**What is required**
Repeat exactly, and only, the lines below starting at the line that contains "Target: man wearing cap" and ending at the line that contains "red shirt in", inclusive of both.

----- Supplied entries -----

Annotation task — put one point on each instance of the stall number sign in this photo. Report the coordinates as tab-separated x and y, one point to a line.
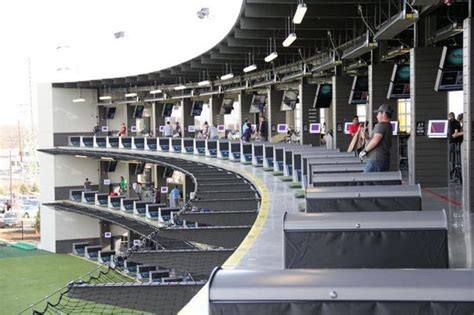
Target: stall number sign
420	128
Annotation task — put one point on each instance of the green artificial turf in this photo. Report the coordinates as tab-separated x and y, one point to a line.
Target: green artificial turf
28	276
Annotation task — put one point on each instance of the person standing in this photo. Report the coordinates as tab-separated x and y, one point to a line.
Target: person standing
263	128
378	148
177	130
354	126
213	132
174	197
453	125
168	130
123	184
205	130
87	185
122	130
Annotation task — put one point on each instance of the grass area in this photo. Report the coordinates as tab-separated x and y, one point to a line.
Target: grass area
28	276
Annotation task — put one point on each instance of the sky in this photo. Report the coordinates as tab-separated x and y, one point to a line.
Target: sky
79	36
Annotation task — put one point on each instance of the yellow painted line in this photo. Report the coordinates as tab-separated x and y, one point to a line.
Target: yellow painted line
247	243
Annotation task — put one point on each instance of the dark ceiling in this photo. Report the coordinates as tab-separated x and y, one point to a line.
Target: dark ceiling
261	20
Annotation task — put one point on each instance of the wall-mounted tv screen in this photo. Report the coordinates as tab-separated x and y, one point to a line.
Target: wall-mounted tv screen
140	168
258	103
227	106
449	77
323	97
437	128
290	99
167	110
111	112
282	128
400	82
197	108
112	165
138	111
360	90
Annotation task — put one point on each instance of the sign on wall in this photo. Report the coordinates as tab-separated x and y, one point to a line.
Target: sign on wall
420	128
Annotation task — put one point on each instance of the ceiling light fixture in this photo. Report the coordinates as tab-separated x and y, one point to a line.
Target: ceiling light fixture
300	13
227	76
289	40
272	51
204	83
179	87
250	68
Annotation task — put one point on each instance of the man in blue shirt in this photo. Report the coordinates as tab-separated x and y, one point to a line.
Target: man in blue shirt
174	197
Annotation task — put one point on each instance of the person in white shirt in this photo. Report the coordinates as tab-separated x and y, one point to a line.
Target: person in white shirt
168	130
213	132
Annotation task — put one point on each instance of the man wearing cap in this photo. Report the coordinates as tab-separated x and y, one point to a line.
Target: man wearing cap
378	148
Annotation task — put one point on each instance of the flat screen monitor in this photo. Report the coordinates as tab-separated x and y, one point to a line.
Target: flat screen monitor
111	112
167	110
347	128
140	168
315	128
282	128
450	73
437	128
197	108
289	101
360	90
323	97
112	165
138	111
258	103
394	127
400	82
227	106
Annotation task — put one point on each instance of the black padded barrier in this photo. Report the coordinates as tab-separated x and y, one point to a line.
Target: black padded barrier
405	239
363	198
342	292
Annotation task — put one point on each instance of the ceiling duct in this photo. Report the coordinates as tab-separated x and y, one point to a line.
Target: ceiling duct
397	23
326	64
361	46
396	52
447	32
265	83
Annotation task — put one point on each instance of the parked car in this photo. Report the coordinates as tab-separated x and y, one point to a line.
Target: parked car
11	218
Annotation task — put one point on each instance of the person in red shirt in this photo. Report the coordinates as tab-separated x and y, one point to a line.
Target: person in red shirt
122	130
354	126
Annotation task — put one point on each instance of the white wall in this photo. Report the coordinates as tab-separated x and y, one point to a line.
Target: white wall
74	117
120	117
117	230
75	226
48	229
72	171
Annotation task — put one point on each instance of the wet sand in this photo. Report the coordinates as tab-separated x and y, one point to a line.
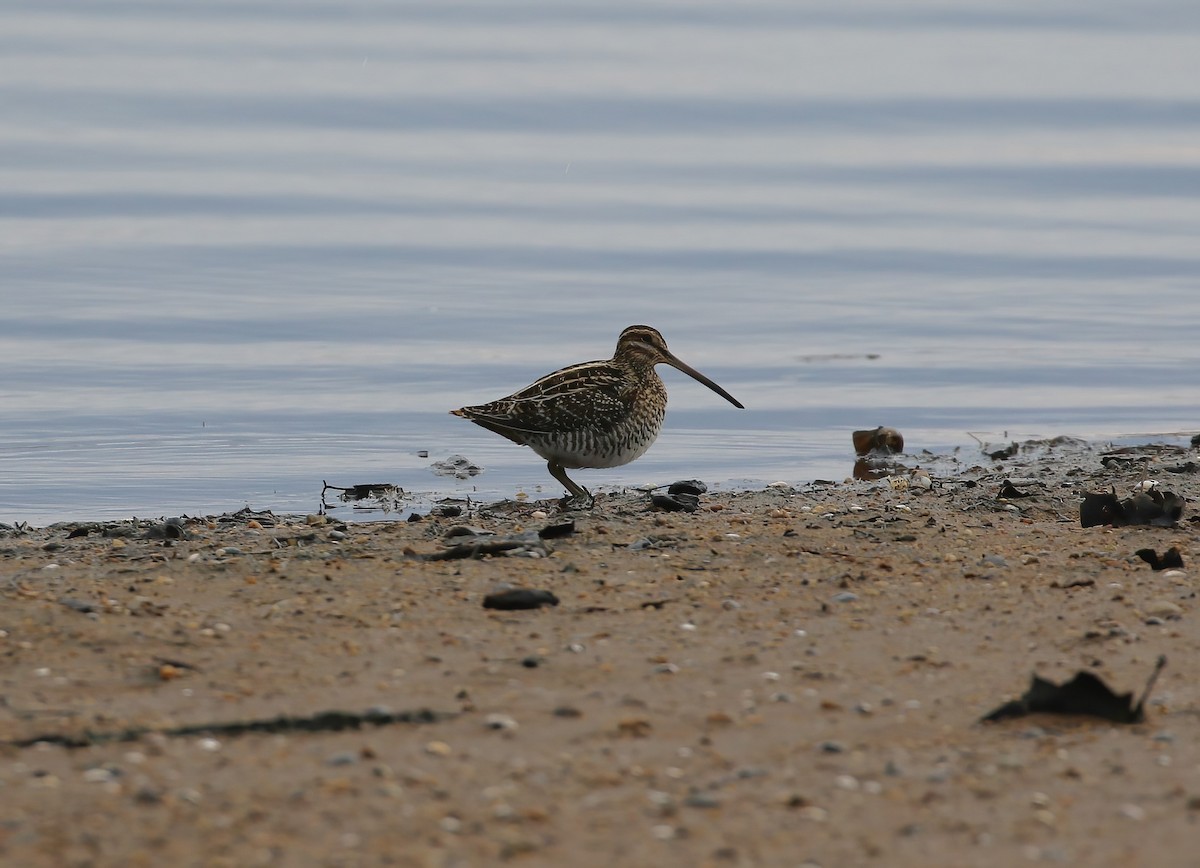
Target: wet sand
784	677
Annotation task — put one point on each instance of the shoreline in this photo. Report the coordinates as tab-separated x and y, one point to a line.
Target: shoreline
783	676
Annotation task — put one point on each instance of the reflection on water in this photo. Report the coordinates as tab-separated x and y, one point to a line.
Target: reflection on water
249	247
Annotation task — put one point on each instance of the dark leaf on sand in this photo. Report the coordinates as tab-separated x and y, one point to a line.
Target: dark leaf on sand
1153	507
1101	508
676	503
1170	558
520	598
1085	694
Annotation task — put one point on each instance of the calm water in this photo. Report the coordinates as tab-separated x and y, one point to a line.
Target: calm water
250	246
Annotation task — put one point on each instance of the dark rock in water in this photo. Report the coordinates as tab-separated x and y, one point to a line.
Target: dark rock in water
676	503
172	528
456	466
886	441
1170	558
520	598
1006	453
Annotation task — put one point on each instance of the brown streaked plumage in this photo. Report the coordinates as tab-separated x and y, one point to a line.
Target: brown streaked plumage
594	414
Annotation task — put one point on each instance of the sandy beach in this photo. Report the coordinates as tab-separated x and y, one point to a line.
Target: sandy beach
783	677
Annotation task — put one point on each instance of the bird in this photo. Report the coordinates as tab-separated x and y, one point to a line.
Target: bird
594	414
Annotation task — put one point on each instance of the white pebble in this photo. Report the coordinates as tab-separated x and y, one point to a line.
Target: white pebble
1132	812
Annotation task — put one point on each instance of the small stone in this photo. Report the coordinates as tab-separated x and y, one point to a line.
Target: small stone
1164	609
1132	812
702	800
499	722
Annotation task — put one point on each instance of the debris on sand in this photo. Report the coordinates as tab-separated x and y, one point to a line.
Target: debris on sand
1085	694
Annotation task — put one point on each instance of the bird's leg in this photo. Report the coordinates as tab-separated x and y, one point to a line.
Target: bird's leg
577	491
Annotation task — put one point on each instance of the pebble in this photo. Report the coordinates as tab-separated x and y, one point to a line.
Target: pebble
1164	609
1132	812
702	800
499	722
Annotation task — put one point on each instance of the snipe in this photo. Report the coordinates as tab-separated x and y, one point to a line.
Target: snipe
593	414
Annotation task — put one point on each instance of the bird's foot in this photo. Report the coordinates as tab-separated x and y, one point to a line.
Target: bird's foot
574	502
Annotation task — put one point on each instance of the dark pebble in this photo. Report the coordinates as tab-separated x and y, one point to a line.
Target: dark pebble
77	605
520	598
676	503
557	531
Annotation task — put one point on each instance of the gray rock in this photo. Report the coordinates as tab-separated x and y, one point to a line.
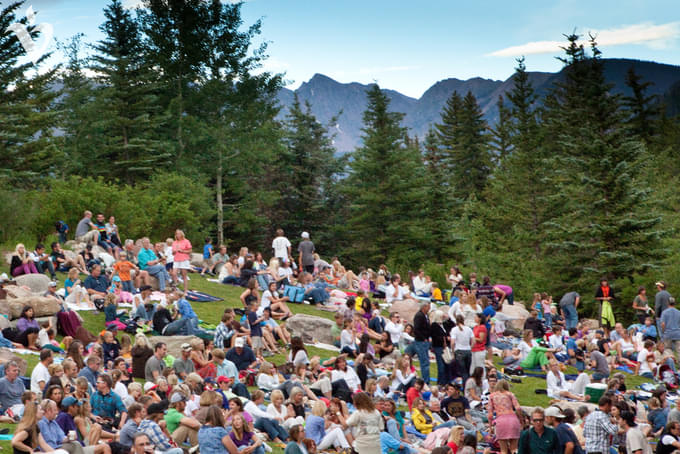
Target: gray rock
311	327
173	342
6	355
36	282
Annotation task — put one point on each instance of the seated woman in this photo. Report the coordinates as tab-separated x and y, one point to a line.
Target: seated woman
242	437
560	388
21	262
317	429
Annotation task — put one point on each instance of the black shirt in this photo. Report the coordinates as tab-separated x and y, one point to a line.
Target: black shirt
421	327
161	319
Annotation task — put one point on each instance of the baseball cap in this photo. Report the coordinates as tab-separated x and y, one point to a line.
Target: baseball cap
157	407
70	400
554	412
177	397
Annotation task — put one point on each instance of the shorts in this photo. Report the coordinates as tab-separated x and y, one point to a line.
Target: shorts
257	342
183	265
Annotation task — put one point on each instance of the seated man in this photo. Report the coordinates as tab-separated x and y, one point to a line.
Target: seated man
560	388
179	426
149	262
107	406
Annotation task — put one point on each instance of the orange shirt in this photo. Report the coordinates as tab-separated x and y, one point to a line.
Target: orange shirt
123	269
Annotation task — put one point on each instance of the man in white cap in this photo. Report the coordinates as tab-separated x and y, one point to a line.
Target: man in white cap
179	426
241	355
306	250
183	366
661	300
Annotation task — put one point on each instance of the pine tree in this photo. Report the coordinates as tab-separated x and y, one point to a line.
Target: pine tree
501	133
644	109
130	121
464	138
27	114
606	224
385	189
307	170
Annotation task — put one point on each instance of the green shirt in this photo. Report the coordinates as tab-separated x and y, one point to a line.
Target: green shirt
531	443
172	419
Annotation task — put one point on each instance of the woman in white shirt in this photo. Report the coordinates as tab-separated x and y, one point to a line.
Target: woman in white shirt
461	344
342	372
279	411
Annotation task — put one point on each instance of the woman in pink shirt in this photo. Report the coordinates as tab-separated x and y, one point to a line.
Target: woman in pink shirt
181	252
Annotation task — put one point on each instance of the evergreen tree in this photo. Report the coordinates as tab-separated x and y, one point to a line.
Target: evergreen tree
385	189
307	170
130	120
644	109
606	224
27	114
501	133
464	138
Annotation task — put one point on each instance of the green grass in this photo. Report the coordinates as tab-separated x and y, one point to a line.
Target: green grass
212	312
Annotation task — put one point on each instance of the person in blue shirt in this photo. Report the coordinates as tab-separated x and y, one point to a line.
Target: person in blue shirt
208	265
149	262
107	404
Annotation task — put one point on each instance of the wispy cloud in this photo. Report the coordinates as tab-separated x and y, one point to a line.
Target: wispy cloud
648	34
386	69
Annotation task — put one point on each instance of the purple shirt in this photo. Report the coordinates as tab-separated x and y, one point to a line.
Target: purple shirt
23	324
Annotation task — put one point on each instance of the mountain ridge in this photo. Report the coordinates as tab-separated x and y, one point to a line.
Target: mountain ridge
328	97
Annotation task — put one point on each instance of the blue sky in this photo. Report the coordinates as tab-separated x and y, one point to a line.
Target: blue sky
408	46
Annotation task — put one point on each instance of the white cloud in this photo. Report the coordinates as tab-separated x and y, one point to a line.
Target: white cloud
648	34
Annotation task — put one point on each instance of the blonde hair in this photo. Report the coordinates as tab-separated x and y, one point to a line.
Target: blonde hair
319	408
73	273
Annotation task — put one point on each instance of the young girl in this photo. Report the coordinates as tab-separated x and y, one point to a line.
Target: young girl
111	348
537	305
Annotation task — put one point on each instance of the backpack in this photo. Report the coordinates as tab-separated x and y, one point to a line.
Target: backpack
294	294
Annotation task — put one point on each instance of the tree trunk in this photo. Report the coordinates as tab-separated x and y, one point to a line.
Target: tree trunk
220	207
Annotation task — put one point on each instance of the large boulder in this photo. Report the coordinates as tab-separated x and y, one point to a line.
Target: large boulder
36	282
516	313
6	355
406	308
196	259
311	328
174	343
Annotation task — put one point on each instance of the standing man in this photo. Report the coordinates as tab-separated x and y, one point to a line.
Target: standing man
421	344
568	305
539	439
306	250
155	365
598	428
282	247
661	300
86	231
11	387
40	376
636	442
670	326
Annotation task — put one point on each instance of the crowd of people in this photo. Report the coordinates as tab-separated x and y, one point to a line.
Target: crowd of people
114	392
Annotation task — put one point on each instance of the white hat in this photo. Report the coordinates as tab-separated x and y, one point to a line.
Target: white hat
554	412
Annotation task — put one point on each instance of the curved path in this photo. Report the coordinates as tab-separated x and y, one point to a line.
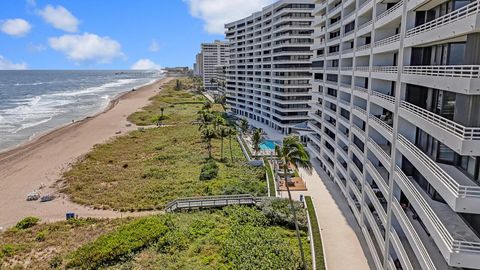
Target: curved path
41	162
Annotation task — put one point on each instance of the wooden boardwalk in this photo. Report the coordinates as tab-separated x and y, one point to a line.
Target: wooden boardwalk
211	202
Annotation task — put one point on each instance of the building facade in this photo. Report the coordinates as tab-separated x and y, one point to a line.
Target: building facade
198	67
214	54
268	74
396	115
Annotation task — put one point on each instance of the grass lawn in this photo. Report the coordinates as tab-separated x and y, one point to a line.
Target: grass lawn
317	237
144	170
236	237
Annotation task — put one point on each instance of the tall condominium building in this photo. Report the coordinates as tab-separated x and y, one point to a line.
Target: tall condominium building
396	114
214	54
268	74
198	70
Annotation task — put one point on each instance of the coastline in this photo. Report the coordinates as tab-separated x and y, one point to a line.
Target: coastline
40	162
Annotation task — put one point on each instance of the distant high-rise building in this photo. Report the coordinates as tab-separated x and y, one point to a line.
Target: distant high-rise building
396	114
214	54
198	67
268	74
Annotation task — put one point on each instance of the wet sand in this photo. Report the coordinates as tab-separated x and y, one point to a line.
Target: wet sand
42	161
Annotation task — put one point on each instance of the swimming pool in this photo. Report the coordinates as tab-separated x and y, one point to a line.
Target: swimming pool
268	145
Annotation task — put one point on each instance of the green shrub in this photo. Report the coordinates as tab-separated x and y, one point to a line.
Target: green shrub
209	170
279	212
121	243
27	222
317	238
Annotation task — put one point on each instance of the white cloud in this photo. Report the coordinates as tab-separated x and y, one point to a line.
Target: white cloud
87	47
60	18
216	13
154	46
145	64
34	48
7	65
15	27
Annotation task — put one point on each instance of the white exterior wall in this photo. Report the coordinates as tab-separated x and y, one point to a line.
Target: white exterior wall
269	66
355	113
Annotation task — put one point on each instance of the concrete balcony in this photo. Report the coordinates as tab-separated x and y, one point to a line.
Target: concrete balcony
462	79
389	15
458	191
458	244
460	22
382	127
385	101
415	242
463	140
385	72
387	44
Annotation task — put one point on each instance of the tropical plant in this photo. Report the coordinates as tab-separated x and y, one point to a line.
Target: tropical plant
244	125
231	132
293	152
257	140
223	132
208	134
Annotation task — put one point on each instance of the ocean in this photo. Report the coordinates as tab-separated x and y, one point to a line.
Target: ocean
35	102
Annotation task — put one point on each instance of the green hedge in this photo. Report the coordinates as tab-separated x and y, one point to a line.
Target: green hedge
271	178
120	244
317	238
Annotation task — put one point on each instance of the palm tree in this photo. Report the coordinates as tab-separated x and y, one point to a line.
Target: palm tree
223	132
243	125
205	118
232	132
293	152
208	134
257	139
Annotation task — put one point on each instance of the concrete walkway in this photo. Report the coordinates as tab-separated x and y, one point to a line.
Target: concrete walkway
341	235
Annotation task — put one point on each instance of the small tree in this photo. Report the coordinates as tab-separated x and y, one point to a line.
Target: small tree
232	132
257	140
293	152
208	134
223	132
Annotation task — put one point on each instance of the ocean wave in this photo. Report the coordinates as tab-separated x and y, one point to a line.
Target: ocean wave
96	89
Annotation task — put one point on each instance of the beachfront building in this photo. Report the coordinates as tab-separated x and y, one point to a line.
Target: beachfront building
214	54
198	66
268	73
396	114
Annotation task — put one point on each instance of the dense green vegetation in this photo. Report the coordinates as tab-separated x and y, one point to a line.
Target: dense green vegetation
144	170
271	178
236	237
317	237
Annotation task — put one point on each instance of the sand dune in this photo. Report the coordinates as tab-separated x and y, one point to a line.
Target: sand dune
42	161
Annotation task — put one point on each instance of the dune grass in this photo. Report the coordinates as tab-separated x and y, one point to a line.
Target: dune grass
144	170
43	246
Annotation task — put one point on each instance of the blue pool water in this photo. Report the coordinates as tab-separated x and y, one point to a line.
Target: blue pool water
268	145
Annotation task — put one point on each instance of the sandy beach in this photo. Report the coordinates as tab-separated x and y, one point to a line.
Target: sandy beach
41	162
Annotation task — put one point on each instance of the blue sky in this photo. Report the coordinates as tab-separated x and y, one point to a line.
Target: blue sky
111	34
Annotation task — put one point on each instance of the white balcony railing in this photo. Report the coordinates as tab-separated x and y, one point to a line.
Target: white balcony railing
363	47
385	69
462	132
387	98
390	10
457	71
387	41
453	186
417	241
451	17
444	234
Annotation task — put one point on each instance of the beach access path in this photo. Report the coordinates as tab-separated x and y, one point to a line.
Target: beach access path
42	161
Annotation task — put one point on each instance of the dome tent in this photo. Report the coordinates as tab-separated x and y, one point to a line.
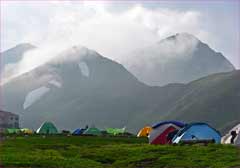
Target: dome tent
226	139
26	131
92	131
115	131
47	128
78	131
161	131
197	131
144	132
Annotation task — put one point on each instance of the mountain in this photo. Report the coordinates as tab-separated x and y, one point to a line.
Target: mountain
213	99
11	56
15	54
180	58
80	87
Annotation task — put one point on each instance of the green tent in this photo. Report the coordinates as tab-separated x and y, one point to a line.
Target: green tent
115	131
12	130
47	128
92	131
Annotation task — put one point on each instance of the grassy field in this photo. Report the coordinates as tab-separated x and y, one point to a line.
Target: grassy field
111	152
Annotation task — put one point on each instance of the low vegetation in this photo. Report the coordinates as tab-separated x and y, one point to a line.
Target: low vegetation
111	152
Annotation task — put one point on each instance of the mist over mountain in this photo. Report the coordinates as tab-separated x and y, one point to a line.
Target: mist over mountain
79	86
180	58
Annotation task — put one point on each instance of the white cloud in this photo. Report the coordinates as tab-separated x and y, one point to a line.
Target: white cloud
56	26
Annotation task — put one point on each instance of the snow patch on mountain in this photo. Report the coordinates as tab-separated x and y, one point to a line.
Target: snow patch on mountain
84	68
34	96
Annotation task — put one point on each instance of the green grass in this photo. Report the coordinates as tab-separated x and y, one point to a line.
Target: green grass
111	152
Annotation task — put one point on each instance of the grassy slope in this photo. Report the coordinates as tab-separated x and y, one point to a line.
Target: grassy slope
111	152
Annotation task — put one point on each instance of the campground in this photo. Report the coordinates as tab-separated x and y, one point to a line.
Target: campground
105	151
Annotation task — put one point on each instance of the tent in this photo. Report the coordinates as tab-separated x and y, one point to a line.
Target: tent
92	131
47	128
12	130
144	132
115	131
78	131
227	138
197	131
161	131
26	131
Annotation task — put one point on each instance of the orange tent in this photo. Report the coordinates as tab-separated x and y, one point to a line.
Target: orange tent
144	132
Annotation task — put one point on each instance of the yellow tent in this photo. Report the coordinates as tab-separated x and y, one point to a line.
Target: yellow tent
144	132
26	131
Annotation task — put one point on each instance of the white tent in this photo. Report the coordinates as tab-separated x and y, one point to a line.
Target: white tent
227	138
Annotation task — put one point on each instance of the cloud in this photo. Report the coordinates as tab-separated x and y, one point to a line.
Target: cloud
56	26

-----

**Answer below**
Target: man wearing cap
378	148
Annotation task — put one point on each instance of the flat screen monitor in this photo. Report the coordinates as tab-separated x and y, one point to a line.
Target: flat screen monitor
111	112
167	110
347	128
140	168
315	128
282	128
450	73
437	128
197	108
289	101
360	90
323	97
112	165
138	111
258	103
394	127
400	82
227	106
Annotation task — put one point on each instance of the black padded barrier in this photo. Report the coordinates as tab-separated x and y, one point to a line.
Target: black padded barrier
405	239
363	198
342	292
Annotation task — put one point on each instance of the ceiling duct in this photo. Report the coordinates as tab-separated x and y, one point to a line.
Target: ceiling duct
397	23
326	64
361	46
396	52
447	32
265	83
Annotation task — put one point on each instance of the parked car in this photo. Report the coordinates as tab-separated x and y, one point to a line.
Target: parked car
11	218
Annotation task — put one point on each instance of the person in red shirt in this photo. Report the coordinates as tab-separated x and y, one point to a line.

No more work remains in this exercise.